### Exercise instructions
Rewrite the part that opens with the line containing "detect every galloping" and closes with the line containing "[155,119,176,135]", changing "dark horse" to "black horse" and keeping all else the same.

### Dataset records
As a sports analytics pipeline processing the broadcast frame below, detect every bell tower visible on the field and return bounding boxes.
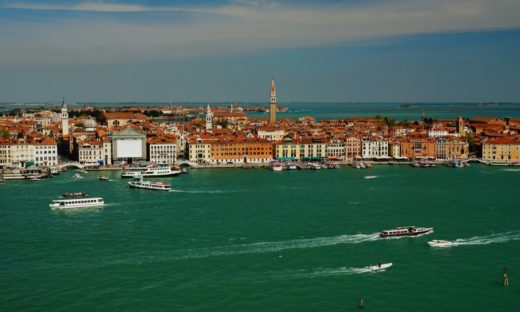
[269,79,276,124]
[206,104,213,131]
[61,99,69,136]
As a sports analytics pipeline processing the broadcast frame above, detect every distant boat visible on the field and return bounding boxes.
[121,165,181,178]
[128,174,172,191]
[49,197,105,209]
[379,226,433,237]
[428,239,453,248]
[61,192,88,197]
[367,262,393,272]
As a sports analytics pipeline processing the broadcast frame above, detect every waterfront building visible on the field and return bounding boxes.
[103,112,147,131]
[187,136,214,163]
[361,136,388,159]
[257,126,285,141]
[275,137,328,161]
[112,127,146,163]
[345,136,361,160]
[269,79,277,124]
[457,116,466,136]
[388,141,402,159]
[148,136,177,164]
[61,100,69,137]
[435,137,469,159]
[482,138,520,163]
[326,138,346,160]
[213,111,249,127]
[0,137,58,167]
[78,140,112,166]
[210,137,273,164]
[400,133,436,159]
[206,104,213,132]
--
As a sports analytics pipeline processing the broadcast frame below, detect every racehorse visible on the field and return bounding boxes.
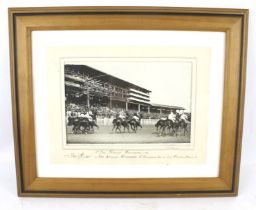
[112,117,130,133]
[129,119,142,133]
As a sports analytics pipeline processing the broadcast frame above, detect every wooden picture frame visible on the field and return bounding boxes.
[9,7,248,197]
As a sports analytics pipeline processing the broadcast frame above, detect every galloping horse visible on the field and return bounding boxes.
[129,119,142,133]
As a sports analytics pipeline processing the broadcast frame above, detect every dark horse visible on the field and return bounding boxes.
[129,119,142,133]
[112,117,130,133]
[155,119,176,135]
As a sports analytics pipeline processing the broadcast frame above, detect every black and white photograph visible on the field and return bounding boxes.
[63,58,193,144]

### Task solution
As a sports analytics pipeline processing the broadcast frame above, detect every galloping horse visible on the field and return bounding boxes.
[129,119,142,133]
As a sports analytics pipeline processing the broadcast frame above, detect every black horse visible on the field and return bounding boxes.
[129,119,142,133]
[112,117,130,133]
[155,119,176,135]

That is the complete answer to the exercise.